From the entries below, copy out word for word the lines running from the line containing "like x=265, y=180." up to and including the line containing "x=193, y=90".

— BEGIN Recorded data —

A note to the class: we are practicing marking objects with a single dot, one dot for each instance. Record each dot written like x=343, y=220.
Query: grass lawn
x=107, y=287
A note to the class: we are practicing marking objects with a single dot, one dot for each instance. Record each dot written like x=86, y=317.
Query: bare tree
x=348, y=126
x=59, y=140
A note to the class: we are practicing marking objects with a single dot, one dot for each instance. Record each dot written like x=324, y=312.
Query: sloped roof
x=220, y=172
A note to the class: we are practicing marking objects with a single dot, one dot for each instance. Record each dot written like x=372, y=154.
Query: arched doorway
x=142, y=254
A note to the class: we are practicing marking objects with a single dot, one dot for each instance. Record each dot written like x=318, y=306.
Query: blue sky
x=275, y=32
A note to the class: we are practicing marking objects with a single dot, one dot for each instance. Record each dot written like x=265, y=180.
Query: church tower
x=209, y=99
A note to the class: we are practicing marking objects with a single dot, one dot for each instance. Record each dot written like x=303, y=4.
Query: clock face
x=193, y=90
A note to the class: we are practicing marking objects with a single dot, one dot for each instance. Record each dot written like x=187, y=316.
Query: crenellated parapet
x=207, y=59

— END Recorded data —

• **Output**
A note to the class: we are practicing marking objects with a single dot, one dot for each instance. Record each dot written like x=265, y=180.
Query: church tower
x=209, y=99
A note to the class: we are practicing marking objects with a single dot, one dot for each instance. Record each dot written like x=303, y=4.
Query: clock face
x=193, y=90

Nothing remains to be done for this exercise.